**Source passage:**
>> begin
SDKs
Llamaindex
Firecrawl integrates with LlamaIndex as a document reader.
Installation
pip install firecrawl-py
Usage
Using FireCrawl to Gather an Entire Website
from llama_index.readers.web import FireCrawlWebReader
# Initialize FireCrawlWebReader to crawl a website
firecrawl_reader = FireCrawlWebReader(
api_key="<your_api_key>", # Replace with your actual API key from https://www.firecrawl.dev/
mode="scrape", # Choose between "crawl" and "scrape" for single page scraping
params={"additional": "parameters"} # Optional additional parameters
)
# Load documents from a single page URL
documents = firecrawl_reader.load_data(url="http://paulgraham.com/")
index = SummaryIndex.from_documents(documents)
# Set Logging to DEBUG for more detailed outputs
query_engine = index.as_query_engine()
response = query_engine.query("What did the author do growing up?")
display(Markdown(f"<b>{response}</b>"))
>> end
**Problem requirements:**
Please pick up the Firecrawl documentation after its last line and continue it. The material has no connection to the Firecrawl documentation.

**Given records:**
>> begin
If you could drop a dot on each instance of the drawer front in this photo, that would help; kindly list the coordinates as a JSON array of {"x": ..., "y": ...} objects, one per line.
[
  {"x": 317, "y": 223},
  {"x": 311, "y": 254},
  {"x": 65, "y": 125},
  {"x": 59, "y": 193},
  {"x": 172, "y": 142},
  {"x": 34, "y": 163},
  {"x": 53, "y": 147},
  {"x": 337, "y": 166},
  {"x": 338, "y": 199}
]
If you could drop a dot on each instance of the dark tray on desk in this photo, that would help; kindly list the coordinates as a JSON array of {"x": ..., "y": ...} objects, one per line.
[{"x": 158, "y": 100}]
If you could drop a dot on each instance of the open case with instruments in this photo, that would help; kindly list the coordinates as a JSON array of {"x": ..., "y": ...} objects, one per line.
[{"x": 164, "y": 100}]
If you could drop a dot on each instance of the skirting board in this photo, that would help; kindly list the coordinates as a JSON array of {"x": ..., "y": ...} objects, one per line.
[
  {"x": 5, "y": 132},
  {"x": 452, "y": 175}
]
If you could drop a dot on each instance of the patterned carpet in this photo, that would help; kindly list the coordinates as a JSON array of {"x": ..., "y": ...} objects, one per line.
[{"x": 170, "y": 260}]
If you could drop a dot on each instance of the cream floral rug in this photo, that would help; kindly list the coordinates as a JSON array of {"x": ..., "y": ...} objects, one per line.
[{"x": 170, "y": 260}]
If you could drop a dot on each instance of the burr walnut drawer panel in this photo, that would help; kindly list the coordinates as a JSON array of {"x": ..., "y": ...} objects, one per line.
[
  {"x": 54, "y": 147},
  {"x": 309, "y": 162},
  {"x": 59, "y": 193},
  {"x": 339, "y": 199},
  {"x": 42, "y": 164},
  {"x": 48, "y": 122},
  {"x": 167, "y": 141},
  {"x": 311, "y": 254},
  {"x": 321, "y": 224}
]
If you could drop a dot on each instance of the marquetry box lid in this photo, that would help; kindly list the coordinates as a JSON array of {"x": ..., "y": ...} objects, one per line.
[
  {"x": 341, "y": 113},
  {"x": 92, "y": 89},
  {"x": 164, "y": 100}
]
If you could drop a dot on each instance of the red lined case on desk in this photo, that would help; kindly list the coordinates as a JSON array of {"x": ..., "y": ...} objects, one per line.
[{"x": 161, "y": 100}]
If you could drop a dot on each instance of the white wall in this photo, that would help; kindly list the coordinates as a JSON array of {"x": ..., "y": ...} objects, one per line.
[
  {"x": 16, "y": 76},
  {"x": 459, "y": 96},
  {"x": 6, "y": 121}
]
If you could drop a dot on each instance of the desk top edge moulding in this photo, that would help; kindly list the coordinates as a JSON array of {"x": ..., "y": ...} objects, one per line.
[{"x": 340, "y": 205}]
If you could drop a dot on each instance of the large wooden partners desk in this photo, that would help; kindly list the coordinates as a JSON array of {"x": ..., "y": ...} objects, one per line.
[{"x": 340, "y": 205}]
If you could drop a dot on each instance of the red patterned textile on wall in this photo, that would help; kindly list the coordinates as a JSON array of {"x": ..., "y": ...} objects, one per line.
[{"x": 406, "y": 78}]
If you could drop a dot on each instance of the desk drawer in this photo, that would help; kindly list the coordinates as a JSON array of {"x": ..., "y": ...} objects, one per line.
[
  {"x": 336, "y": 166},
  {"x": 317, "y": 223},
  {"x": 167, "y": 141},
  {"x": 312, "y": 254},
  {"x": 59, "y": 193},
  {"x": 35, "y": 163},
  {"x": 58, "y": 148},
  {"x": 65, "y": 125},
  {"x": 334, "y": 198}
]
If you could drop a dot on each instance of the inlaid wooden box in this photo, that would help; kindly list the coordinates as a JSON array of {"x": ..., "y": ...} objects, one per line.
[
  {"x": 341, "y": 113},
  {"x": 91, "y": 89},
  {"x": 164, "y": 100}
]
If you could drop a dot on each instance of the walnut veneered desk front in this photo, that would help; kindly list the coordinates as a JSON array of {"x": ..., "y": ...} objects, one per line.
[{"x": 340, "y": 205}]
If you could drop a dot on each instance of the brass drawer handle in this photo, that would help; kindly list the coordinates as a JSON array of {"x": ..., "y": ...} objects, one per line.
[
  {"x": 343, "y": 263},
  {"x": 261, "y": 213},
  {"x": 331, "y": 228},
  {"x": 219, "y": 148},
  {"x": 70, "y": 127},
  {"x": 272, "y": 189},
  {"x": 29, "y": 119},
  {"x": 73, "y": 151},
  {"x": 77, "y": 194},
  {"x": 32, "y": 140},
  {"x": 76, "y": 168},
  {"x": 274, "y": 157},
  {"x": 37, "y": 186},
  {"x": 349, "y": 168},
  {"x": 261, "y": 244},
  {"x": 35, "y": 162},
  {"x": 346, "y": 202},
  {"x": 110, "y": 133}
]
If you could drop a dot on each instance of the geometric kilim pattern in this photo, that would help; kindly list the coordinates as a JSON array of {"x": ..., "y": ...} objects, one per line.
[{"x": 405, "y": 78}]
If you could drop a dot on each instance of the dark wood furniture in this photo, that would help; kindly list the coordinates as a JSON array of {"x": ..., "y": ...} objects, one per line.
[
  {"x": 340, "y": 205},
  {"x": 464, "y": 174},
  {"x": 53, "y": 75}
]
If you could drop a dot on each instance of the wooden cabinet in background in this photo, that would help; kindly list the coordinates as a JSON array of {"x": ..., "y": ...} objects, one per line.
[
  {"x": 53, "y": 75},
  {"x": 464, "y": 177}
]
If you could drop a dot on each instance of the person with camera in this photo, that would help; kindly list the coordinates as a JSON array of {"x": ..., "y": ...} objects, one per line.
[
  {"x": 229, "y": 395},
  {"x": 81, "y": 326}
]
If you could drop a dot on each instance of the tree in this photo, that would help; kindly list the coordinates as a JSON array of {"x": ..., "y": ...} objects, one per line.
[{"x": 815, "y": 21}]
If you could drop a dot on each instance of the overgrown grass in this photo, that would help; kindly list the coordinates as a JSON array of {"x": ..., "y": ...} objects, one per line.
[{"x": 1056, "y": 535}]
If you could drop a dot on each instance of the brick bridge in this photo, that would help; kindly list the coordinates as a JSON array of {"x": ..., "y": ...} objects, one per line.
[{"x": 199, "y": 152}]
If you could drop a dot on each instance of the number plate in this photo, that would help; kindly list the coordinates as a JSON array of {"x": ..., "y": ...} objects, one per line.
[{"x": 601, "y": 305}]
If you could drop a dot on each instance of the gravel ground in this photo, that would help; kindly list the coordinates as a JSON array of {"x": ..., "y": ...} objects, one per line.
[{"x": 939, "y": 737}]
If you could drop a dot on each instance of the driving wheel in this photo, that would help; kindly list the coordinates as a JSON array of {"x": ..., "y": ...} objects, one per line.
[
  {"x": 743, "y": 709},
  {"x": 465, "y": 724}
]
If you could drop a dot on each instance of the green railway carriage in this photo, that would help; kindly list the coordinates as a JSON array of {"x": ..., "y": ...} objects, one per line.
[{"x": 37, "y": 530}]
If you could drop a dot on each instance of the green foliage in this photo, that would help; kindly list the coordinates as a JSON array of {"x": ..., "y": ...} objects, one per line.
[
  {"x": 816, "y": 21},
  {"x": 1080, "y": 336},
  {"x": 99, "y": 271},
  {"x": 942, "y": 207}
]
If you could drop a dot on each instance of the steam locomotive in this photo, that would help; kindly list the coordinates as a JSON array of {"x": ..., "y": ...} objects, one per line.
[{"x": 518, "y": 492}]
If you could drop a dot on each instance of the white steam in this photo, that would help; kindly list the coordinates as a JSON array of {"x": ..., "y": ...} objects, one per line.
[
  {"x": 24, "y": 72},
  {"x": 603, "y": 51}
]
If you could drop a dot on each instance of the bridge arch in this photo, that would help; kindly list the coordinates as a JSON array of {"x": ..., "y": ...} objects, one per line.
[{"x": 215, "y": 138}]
>> end
**In response:**
Using FireCrawl to Gather a Single Page
from llama_index.readers.web import FireCrawlWebReader
# Initialize the FireCrawlWebReader with your API key and desired mode
firecrawl_reader = FireCrawlWebReader(
api_key="<your_api_key>", # Replace with your actual API key from https://www.firecrawl.dev/
mode="scrape", # Choose between "crawl" and "scrape"
params={"additional": "parameters"} # Optional additional parameters
)
# Load documents from a specified URL
documents = firecrawl_reader.load_data(url="http://paulgraham.com/worked.html")
index = SummaryIndex.from_documents(documents)
# Set Logging to DEBUG for more detailed outputs
query_engine = index.as_query_engine()
response = query_engine.query("What did the author do growing up?")
display(Markdown(f"<b>{response}</b>"))